----- Exercise material -----

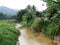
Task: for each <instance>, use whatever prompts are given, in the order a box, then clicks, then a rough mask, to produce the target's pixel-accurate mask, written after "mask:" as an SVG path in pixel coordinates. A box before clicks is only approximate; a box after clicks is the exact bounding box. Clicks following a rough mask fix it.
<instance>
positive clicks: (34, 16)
mask: <svg viewBox="0 0 60 45" xmlns="http://www.w3.org/2000/svg"><path fill="white" fill-rule="evenodd" d="M44 1H46V2H47V9H46V10H44V11H42V12H39V11H37V10H36V7H35V6H30V5H28V6H27V8H25V9H23V10H21V11H19V12H18V14H17V16H16V20H17V21H18V22H20V23H21V24H22V25H23V26H27V27H30V28H31V30H32V31H33V32H39V33H40V32H42V33H43V34H44V35H45V36H48V37H54V36H60V6H59V4H60V2H59V1H58V0H56V1H53V0H44Z"/></svg>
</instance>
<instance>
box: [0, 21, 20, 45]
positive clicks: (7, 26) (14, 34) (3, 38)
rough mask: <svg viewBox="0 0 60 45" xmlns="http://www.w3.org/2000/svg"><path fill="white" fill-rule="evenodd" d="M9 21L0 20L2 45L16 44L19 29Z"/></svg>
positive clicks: (19, 33) (16, 42) (17, 36)
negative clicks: (18, 29)
mask: <svg viewBox="0 0 60 45" xmlns="http://www.w3.org/2000/svg"><path fill="white" fill-rule="evenodd" d="M8 22H9V21H0V45H16V43H17V41H18V36H19V34H20V33H19V31H18V30H17V29H16V28H15V27H14V26H13V24H12V23H11V22H10V23H8Z"/></svg>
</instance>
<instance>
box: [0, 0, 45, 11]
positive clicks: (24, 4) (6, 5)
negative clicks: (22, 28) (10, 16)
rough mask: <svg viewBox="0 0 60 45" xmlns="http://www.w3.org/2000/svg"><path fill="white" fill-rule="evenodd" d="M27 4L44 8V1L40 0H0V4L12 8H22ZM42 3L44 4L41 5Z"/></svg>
mask: <svg viewBox="0 0 60 45" xmlns="http://www.w3.org/2000/svg"><path fill="white" fill-rule="evenodd" d="M28 4H30V5H35V6H36V7H37V10H40V11H41V10H44V9H46V3H45V2H42V1H40V0H0V6H6V7H9V8H13V9H18V10H20V9H24V8H25V7H26V6H27V5H28ZM42 4H44V6H42Z"/></svg>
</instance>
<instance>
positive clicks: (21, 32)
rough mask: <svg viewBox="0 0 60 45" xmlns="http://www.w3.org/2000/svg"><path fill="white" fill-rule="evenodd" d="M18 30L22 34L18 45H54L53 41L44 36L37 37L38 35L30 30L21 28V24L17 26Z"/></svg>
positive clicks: (16, 26)
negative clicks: (34, 33)
mask: <svg viewBox="0 0 60 45" xmlns="http://www.w3.org/2000/svg"><path fill="white" fill-rule="evenodd" d="M16 28H17V29H19V30H20V33H21V35H20V36H19V38H18V40H19V41H18V43H17V45H53V43H52V40H50V39H48V38H46V37H44V36H43V35H38V36H37V34H34V33H33V32H31V31H30V30H27V29H25V28H21V25H20V24H16Z"/></svg>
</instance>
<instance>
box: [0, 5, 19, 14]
mask: <svg viewBox="0 0 60 45" xmlns="http://www.w3.org/2000/svg"><path fill="white" fill-rule="evenodd" d="M0 12H3V13H4V14H7V15H15V14H16V13H17V12H18V10H16V9H11V8H8V7H5V6H0Z"/></svg>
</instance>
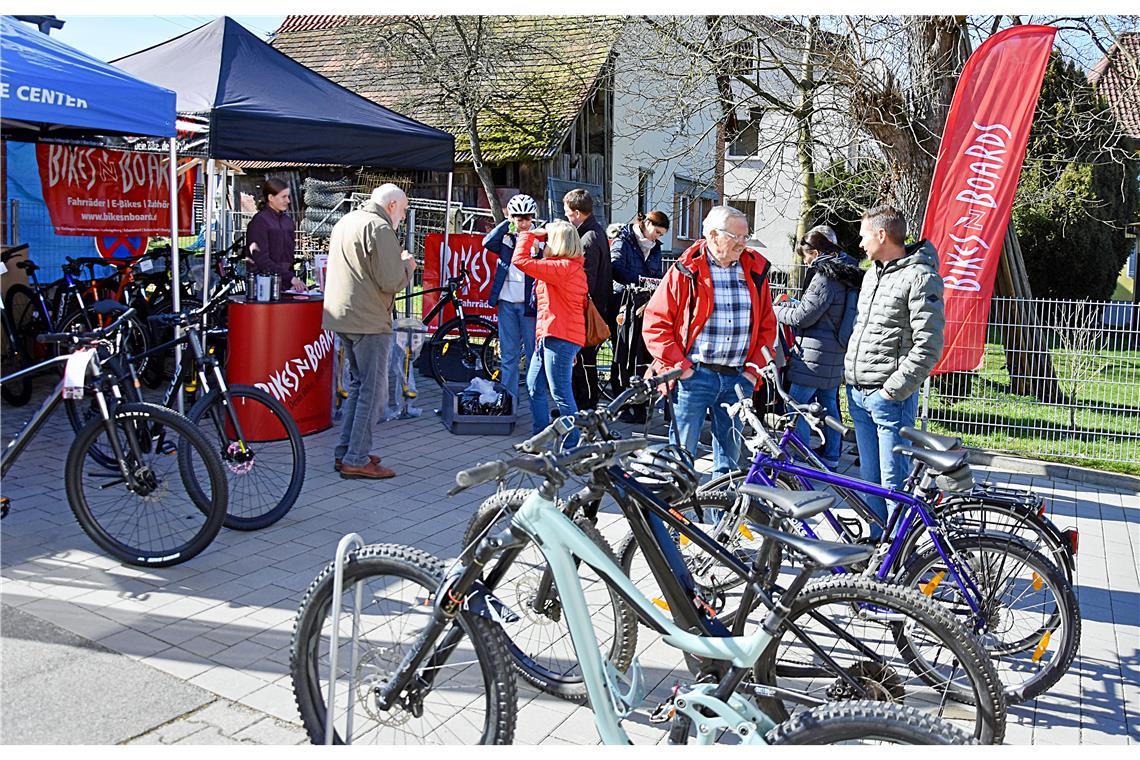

-----

What the task asks
Please output every line of the listing as it stands, and omit its images.

Exercise answer
Task: for each <instance>, use whatever prompts are given, in the order a box, then clicks, then a rough mask, to produce the target's pixel-accurate mask, written after "mask:" as an SVG path in pixel coordinates. A box before clicks is only approximate; a box after clicks is the exact bounding box. Clicks following a rough mask fix it.
<instance>
positive clicks: (34, 16)
mask: <svg viewBox="0 0 60 45" xmlns="http://www.w3.org/2000/svg"><path fill="white" fill-rule="evenodd" d="M44 1H46V2H47V9H46V10H44V11H42V12H39V11H37V10H36V7H35V6H30V5H28V6H27V8H25V9H23V10H21V11H19V12H18V14H17V16H16V20H17V21H18V22H20V23H21V24H22V25H23V26H27V27H30V28H31V30H32V31H33V32H39V33H40V32H42V33H43V34H44V35H45V36H48V37H54V36H60V6H59V4H60V2H59V1H58V0H56V1H53V0H44Z"/></svg>
</instance>
<instance>
box: [0, 21, 20, 45]
positive clicks: (7, 26) (14, 34) (3, 38)
rough mask: <svg viewBox="0 0 60 45" xmlns="http://www.w3.org/2000/svg"><path fill="white" fill-rule="evenodd" d="M9 21L0 20L2 45L16 44L19 29Z"/></svg>
positive clicks: (19, 33) (16, 42) (17, 36)
negative clicks: (18, 29)
mask: <svg viewBox="0 0 60 45" xmlns="http://www.w3.org/2000/svg"><path fill="white" fill-rule="evenodd" d="M8 22H9V21H0V45H16V43H17V41H18V36H19V34H20V33H19V31H18V30H17V29H16V28H15V27H14V26H13V24H12V23H11V22H10V23H8Z"/></svg>
</instance>
<instance>
box: [0, 0, 45, 11]
positive clicks: (24, 4) (6, 5)
negative clicks: (22, 28) (10, 16)
rough mask: <svg viewBox="0 0 60 45" xmlns="http://www.w3.org/2000/svg"><path fill="white" fill-rule="evenodd" d="M27 4L44 8V1L40 0H0V4L12 8H22ZM42 3L44 4L41 5Z"/></svg>
mask: <svg viewBox="0 0 60 45" xmlns="http://www.w3.org/2000/svg"><path fill="white" fill-rule="evenodd" d="M28 4H30V5H35V6H36V7H37V10H40V11H41V10H44V9H46V3H45V2H42V1H40V0H0V6H6V7H9V8H13V9H18V10H20V9H24V8H25V7H26V6H27V5H28ZM42 4H44V6H42Z"/></svg>
</instance>
<instance>
positive clicks: (21, 32)
rough mask: <svg viewBox="0 0 60 45" xmlns="http://www.w3.org/2000/svg"><path fill="white" fill-rule="evenodd" d="M18 30L22 34L18 45H54L53 41L44 36L37 37L38 35L30 30L21 28V24L17 26Z"/></svg>
positive clicks: (16, 26)
negative clicks: (34, 33)
mask: <svg viewBox="0 0 60 45" xmlns="http://www.w3.org/2000/svg"><path fill="white" fill-rule="evenodd" d="M16 28H17V29H19V30H20V33H21V35H20V36H19V38H18V40H19V41H18V43H17V45H53V43H52V40H50V39H48V38H46V37H44V36H43V35H38V36H37V34H34V33H33V32H31V31H30V30H27V29H25V28H21V25H20V24H16Z"/></svg>
</instance>
<instance>
box: [0, 5, 19, 14]
mask: <svg viewBox="0 0 60 45" xmlns="http://www.w3.org/2000/svg"><path fill="white" fill-rule="evenodd" d="M0 12H3V13H4V14H7V15H15V14H16V13H17V12H18V10H16V9H11V8H8V7H5V6H0Z"/></svg>
</instance>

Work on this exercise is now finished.